Set of tasks:
A: Can you recast the data collection entries as a JSON list of strings, one string per line with blank lines left out, running from the line with "outline --target=asphalt road" up to and including the line with "56 235 L 34"?
B: Could you continue the text on life advice, politics, and P.G. Wodehouse from its final sentence?

Text excerpt:
☆ ☆ ☆ ☆ ☆

And finally, a tip George Will offers in his 50-year commemoration. Find your entertainment in things other than in politics. Elections are the dirty business of deciding who decides; they shouldn’t supplant movies, TV shows, and books as a source of ameliorating boredom.
As Will says:
“In Washington I have learned that it is symbolically correct that the Capitol is on the edge of the continent. In a good society, politics is a dignified profession with a vital jurisdiction, but in most lives it is and should be at the margin. Unhappy is the country in which people cannot talk about
themselves or their relations with others without recourse to political categories.”
He wrote that in 1991, and it is now more true than ever. Politics as entertainment is bringing about the ruin of America; we should all go back to the days in which everyone was miserable in more traditional ways.
Heraclitus once observed that you cannot step into the same river twice, for fresh water is always flowing over you. So maybe you will find these tips relevant, or maybe they are morsels of advice from someone whose river dried up years ago.
Ultimately, only you can decide what is best for you. Be hard on yourself sometimes - it makes you better. Forgive yourself sometimes - it makes you stronger. And remember that youth is primarily associated with folly - the older you get, the more value you can have to all of society as a friend and role model.
Just ask Paul Rudd and his super smooth skin.
ALSO:
A few weeks have passed since I last updated you on what I have been writing about over at National Review. Last week, I bemoaned the effort to retroactively edit the work of my favorite writer, P.G. Wodehouse:
The true irony in all this is that Wodehouse’s books are legendarily inoffensive. The stakes are always impossibly low, with full novels hinging on a popped hot-water bottle or a stolen constable’s cap or a missing silver-cow creamer. Nobody ever gets hurt, and everything is resolved neatly. As biographer Robert McCrum noted, each Wodehouse novel employs the same common themes: “A young man hopelessly in love with an unsuitable girl; characters with shady secrets; comic crooks leading double lives; and a stolen pig.”

☆ ☆ ☆ ☆ ☆

Records from a data collection:

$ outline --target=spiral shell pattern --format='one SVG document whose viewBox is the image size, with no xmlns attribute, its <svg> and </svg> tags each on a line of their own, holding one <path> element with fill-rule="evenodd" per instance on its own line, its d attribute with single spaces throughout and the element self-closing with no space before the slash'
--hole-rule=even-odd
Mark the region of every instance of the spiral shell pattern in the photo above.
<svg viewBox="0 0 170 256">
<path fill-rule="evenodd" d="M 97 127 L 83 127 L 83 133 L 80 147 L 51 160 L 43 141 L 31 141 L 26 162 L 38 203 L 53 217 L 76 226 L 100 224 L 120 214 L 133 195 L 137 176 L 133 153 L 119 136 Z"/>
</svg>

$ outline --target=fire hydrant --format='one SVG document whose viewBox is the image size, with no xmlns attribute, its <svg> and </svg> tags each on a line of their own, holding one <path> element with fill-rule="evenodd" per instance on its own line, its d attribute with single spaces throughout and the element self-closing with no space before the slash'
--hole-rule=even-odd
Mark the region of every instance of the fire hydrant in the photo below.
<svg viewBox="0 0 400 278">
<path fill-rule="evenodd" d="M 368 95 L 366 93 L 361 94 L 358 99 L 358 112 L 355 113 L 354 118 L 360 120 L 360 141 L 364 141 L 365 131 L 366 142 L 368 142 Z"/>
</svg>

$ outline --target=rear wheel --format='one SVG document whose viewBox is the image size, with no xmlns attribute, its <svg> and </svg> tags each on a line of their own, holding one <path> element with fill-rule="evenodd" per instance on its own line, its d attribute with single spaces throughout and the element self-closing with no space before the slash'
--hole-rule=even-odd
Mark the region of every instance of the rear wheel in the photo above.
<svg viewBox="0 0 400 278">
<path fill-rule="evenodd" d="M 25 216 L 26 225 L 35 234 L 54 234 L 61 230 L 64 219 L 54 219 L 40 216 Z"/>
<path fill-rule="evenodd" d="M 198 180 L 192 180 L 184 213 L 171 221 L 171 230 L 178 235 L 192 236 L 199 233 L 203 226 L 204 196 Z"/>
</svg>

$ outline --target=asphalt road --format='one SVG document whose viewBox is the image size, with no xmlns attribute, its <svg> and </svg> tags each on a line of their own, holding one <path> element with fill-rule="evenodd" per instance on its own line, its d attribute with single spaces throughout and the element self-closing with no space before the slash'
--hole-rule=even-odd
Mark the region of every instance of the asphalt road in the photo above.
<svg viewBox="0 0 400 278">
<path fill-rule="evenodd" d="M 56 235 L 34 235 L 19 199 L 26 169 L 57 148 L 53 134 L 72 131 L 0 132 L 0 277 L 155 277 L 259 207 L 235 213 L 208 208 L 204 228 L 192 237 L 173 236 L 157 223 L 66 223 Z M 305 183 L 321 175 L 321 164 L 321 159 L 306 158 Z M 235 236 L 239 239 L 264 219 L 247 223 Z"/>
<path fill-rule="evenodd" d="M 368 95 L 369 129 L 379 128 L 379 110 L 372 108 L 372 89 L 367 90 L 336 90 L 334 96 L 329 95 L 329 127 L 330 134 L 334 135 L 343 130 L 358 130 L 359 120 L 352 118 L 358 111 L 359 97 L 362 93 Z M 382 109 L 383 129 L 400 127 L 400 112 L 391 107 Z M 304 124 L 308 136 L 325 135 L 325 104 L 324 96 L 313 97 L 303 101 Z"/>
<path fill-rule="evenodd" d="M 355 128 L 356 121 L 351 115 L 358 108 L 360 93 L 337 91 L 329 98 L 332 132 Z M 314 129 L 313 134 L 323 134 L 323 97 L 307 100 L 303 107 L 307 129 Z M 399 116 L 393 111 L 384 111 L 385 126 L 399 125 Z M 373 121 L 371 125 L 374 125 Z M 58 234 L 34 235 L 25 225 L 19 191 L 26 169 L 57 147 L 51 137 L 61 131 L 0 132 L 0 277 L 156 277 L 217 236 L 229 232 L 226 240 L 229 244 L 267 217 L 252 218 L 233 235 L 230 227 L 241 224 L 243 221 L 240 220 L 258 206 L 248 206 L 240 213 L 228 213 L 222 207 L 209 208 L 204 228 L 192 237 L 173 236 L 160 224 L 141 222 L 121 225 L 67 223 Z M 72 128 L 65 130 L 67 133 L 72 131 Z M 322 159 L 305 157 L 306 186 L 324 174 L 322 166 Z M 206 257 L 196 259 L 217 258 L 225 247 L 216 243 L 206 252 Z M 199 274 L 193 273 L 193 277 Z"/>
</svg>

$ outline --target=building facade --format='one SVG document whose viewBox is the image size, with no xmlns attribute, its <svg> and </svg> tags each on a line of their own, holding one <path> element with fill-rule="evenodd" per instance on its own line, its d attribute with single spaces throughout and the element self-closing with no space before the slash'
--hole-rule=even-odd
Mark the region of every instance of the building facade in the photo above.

☆ ☆ ☆ ☆ ☆

Responses for each task:
A:
[
  "$ outline --target=asphalt road --format='one SVG document whose viewBox is the image size, with no xmlns attribute, its <svg> and </svg> tags each on a line of their own, holding one <path> element with fill-rule=\"evenodd\" per instance on its own line, its d attribute with single spaces throughout and the element self-closing with no space before the slash'",
  "--hole-rule=even-odd",
  "Mark the region of every instance of the asphalt road in the photo above.",
  "<svg viewBox=\"0 0 400 278\">",
  "<path fill-rule=\"evenodd\" d=\"M 56 235 L 34 235 L 19 199 L 26 169 L 57 148 L 53 134 L 72 131 L 0 132 L 0 277 L 155 277 L 259 207 L 235 213 L 208 208 L 204 228 L 192 237 L 173 236 L 157 223 L 66 223 Z M 305 183 L 321 175 L 321 164 L 321 159 L 306 158 Z M 235 236 L 239 239 L 264 219 L 247 223 Z\"/>"
]

B:
…
Fortunately for his fans (many of whom are as insufferable as the editors now trying to edit him), Wodehouse was not scared out of the business. But the one thing the world keeps making is more past, which provides linguistic busybodies an eternal petard with which to hoist themselves.
The punishment the aforementioned literary court should mete out to the theatrically aggrieved? They should be denied perhaps the greatest pleasure of all: Reading Wodehouse’s works, in full, as the master intended.
Earlier, I wrote a piece making fun of people who are constantly calling for a “national conversation” on whatever pet issue upon which they want to lecture the public:
If, following William Safire’s advice, clichés are to be avoided like the plague, one must then stay off the internet, as the online world is a wet market of hackneyed platitudes. In the case of calls for a national conversation, the cliché substitutes for an argument. Calling for an issue to be the topic of every coffeehouse discussion conveys that an issue is too serious for regular Americans to ignore. It’s assumed that the issue is of paramount importance, and who would question that?
But simply deeming a pet cause worthy of a national conversation isn’t the end of that argument. For instance, I believe there should be a national conversation about how people who put clothes on dogs should be barred from wearing clothes in public themselves. (Either you or the dog gets to wear an outfit, but not both.) I am not offended, however, if my strong opinions are not reflected in the vox populi.
Ironically, calls for a national conversation are more worthless than ever, yet they are coming at a more rapid pace. In the past, cigar-chomping newsmen could force the nation to pay attention to the agenda they set. Now, the conversations we have bubble up from hundreds of millions of social-media accounts on Twitter, TikTok, and Instagram.
Keep in mind, a call for a national conversation is never intended to provoke an actual conversation. It is simply a call for you, the unenlightened, to sit at the knee of the master and soak in the wisdom. No one calling for a “national conversation on reparations,” for instance, has ever conceded any ground on what they believe about racism in America. They just want you to hear what they know to be the correct answer.
All my columns at National Review are available here.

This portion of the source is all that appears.